> Selected extract
START
5. Under cross-examination, he stated that the original of PExb.1 is with the defendant who got it from Stephen Kiprono Lelei. He added that both he and the defendant signed PExb.4 and that he was paid KShs 60,000 in respect of the agreement. He further stated that in PExb.5 he is listed as number 1, the defendant is number 2 while William Chepkutanyi who is listed number 3 was the village chairman, Samson Kangogo is a resident of Oljorai while Thomas Lentete Ole Marten is the defendant's father. When asked to read the agreement further he stated that he could not read and that his eye sight is not good. He added that he could see writings on the documents but was unable to read. He further stated that it is true that he sold to Stephen Kiprono Lelei 2. 5 acres of the land at KShs 150,000 through a sale agreement dated 14th September 2007. Mr Lelei paid only KShs 60,000 and never paid the balance.
END
> Short problem 1
List every person mentioned by name in the cross-examination passage, giving each person once.
The records have no connection to the cross-examination passage.

> Exercise data
START
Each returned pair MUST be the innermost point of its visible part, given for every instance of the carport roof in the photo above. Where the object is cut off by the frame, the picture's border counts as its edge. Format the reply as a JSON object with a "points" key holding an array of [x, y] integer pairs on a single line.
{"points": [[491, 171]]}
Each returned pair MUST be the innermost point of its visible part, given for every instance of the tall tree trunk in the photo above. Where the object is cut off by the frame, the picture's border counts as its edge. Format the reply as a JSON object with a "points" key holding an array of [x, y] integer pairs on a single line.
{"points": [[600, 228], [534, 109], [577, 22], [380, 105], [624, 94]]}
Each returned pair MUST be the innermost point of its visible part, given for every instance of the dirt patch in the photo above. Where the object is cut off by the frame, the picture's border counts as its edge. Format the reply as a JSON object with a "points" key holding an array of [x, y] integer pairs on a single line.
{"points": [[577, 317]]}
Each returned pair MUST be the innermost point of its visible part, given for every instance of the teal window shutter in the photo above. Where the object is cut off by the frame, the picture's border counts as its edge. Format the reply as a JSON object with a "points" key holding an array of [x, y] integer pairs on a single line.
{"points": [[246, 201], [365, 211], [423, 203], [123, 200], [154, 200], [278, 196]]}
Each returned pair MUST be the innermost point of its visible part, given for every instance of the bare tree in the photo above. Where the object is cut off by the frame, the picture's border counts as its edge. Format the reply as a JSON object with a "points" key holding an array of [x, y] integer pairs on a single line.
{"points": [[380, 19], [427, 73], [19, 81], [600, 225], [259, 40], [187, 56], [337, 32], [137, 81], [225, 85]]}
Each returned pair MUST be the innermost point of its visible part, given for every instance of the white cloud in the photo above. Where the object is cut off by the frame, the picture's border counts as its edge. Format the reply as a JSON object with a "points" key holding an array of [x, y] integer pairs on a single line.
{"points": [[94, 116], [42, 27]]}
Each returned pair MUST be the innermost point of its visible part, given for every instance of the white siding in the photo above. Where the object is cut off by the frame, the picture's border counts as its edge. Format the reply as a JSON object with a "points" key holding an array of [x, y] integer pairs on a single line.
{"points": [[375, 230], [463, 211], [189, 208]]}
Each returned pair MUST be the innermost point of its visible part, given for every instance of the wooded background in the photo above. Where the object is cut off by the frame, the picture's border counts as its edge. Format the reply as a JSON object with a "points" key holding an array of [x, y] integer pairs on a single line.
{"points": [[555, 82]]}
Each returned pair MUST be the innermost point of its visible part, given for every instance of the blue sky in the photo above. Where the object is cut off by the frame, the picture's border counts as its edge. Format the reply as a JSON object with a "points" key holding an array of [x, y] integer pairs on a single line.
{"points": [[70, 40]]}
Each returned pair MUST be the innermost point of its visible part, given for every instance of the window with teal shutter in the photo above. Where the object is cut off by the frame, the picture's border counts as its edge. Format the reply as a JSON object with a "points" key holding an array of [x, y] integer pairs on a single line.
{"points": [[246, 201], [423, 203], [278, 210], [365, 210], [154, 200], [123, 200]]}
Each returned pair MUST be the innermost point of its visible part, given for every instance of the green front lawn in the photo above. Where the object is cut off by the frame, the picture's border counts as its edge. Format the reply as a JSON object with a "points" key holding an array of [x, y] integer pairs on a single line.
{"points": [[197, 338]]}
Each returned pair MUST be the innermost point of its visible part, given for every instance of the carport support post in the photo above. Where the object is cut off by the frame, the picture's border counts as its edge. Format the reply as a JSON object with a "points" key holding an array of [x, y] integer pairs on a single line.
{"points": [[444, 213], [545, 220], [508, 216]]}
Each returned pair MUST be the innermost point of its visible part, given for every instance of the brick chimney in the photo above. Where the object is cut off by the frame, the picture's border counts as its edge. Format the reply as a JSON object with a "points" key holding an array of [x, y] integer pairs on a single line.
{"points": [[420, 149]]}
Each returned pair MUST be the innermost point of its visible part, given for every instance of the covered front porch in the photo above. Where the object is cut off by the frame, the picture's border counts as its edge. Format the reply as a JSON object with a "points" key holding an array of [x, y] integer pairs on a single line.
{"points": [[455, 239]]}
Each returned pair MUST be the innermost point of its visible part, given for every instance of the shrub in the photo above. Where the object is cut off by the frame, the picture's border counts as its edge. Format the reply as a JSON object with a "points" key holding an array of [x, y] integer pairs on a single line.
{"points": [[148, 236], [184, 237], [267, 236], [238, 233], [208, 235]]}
END
> Short problem 2
State how many lines of the records contain the string "tree". Give only the number.

> Task answer 1
Stephen Kiprono Lelei
William Chepkutanyi
Samson Kangogo
Thomas Lentete Ole Marten

> Task answer 2
2